## Set exercise
Skip the pictures and extract all of the lines exactly as written.

## Data to use
^^^^
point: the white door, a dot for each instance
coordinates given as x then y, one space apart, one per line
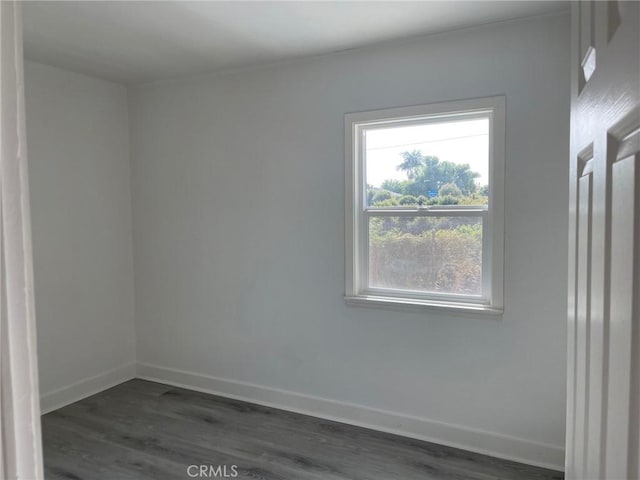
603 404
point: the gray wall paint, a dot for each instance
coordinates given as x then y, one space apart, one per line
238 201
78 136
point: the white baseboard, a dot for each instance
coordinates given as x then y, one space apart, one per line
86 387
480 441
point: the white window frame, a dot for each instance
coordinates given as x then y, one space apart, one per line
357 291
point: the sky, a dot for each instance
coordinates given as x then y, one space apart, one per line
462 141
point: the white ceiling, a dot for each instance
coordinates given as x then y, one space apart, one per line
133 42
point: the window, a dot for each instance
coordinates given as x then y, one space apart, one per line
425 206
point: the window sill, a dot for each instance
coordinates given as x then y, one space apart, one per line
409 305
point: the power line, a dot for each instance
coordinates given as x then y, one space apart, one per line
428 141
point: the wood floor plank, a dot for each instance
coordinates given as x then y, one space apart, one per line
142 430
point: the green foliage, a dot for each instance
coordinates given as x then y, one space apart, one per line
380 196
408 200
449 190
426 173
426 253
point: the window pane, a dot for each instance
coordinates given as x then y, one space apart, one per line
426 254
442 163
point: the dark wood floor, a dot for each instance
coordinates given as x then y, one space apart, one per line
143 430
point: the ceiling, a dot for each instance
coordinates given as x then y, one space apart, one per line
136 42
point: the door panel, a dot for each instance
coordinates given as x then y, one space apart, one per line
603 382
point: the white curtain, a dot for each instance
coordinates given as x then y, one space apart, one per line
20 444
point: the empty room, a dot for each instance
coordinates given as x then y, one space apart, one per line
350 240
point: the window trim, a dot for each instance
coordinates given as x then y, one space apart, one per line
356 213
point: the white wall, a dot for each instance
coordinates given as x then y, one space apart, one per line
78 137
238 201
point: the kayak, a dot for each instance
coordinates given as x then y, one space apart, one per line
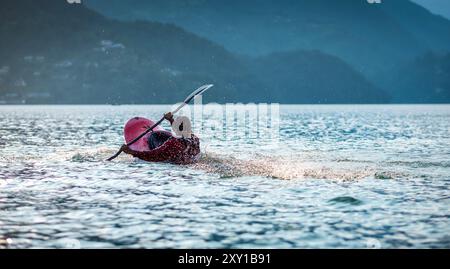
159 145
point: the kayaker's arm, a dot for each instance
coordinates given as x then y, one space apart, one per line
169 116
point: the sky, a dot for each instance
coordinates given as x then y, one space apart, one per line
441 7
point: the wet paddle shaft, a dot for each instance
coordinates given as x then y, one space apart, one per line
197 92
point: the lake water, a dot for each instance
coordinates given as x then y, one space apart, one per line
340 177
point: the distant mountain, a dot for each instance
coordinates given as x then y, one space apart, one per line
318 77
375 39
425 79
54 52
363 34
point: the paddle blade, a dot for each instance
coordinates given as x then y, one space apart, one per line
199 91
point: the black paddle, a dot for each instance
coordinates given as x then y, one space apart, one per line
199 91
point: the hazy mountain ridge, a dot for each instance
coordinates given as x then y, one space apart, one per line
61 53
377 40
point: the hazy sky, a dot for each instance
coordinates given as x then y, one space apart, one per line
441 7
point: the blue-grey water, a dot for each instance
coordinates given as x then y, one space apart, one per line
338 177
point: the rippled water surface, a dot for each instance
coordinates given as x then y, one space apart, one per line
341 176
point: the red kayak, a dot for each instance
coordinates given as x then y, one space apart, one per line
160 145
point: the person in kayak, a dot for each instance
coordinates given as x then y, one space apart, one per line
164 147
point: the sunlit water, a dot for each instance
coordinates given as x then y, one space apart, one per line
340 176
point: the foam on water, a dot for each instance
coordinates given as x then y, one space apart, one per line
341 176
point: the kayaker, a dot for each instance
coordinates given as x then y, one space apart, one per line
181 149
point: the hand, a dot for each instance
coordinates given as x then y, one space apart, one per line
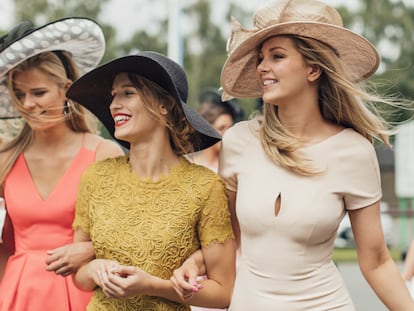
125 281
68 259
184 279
^^^^
## Task answer
point: the white door, a dot for each instance
coordinates given as x then y, one space apart, one per line
603 404
point: the gray wall paint, a dot for each instance
coordinates given as x then y, one space apart, one per line
238 201
78 136
point: the white baseboard, a dot for each instance
coordinates given as x then y, one space apart, one per line
86 387
480 441
point: the white window frame, a dot for each instance
coordinates given as x then y, one space apart, one per line
357 291
point: the sky, a dot for each instance
coordinates given as x then y, one space apart, one per line
462 141
point: the white ceiling, a dot for each instance
coordinates given as x then y, one space apart, one per line
133 42
point: the window, a dot for each instance
coordinates given as x then y, one space apart, one per line
425 206
point: the window sill, a dot for each instance
coordinates given as x then y, one space apart, one per line
409 305
point: the power line, a dot for each instance
coordinates given as x then y, one space apart, one per line
428 141
point: the wood floor plank, a dot for each instance
coordinates given as x then y, one space apart, one per line
142 430
point: the green foliage, a dot for each instance
coordinates given as x then y, one space apart, one per line
380 196
408 200
449 190
426 173
426 253
point: the window pane, a dot for each instance
coordinates given as x then y, one space apart, one per line
426 254
442 163
point: the dark wood floor, a dot for each instance
coordinates given as x then y, one space apart, one per line
143 430
point: the ceiling, a dot for each instance
coordinates given as x then y, one space apart, one per line
136 42
point: the door panel, a dot for each instance
coordinates given as x then y, one space apart, one per line
603 382
point: the white curtain, a dot for each instance
coordinates given as x then y, one space apart, one per line
20 444
point: the empty room, a dot for each instance
coordinates given as x then y, one space apart, one per line
350 240
point: the window trim, a dot for each instance
coordinates given as x then y, one space apart, one per line
356 213
point: the white wall, a dot for each instance
coordinates given as x then y, one space apart, one per line
78 137
238 201
point: the kayak, a dot for each instance
coordinates given as x then y, one space apart, one per line
159 145
point: the kayaker's arm, a dot for each instance
coordinates given as x then y, one space apart, one per line
169 116
point: the sky, a dot for each instance
coordinates given as x then y, one space apart, one per line
441 7
point: the wet paddle shaft, a dot for each instance
coordinates given as x then y, one space apart, one per line
197 92
point: the lake water, a dot for each instance
coordinates given as x then y, one space apart, one per line
340 177
point: the distant mountain, a dot for each instance
coordinates given as x then y, one space apart, one per line
318 77
375 39
425 79
54 52
363 34
point: the paddle blade, a dot for each instance
coordinates given as x then y, one space apart, one per line
199 91
point: the black paddle, a dot for each instance
coordinates given as x then y, one space apart, one per line
199 91
point: the hazy mountain ridge, a dot for each instance
coordinates given as x then y, one space apart, one per line
61 53
377 40
point: the hazy sky, a dot for each instance
coordinates given as x then y, one space apart, one per line
441 7
point: the blue-grey water, a dot for each instance
coordinates given as x then y, one space apart, one per line
338 177
point: the rippled water surface, a dot for each instance
coordinates given as x then y, one space apart, one per line
341 176
point: the red kayak, a dot for each instance
coordinates given as x then y, one space apart, one per line
160 145
point: the person in kayak, a dot for each instance
coordinates given as x then y, one space apart, one per line
164 147
point: the sunlit water, a dot for each instance
coordinates given as x then y, one space apart, one per line
340 176
point: the foam on water, a dot for each instance
coordinates given as x then y, one space apart, one per line
341 176
point: the kayaker, a dot for each instance
coordinates given as x then y, one space apart, one per line
181 149
point: the hand, a dot for each instance
coordinates given as x then y, one space apart, one per line
125 281
68 259
184 279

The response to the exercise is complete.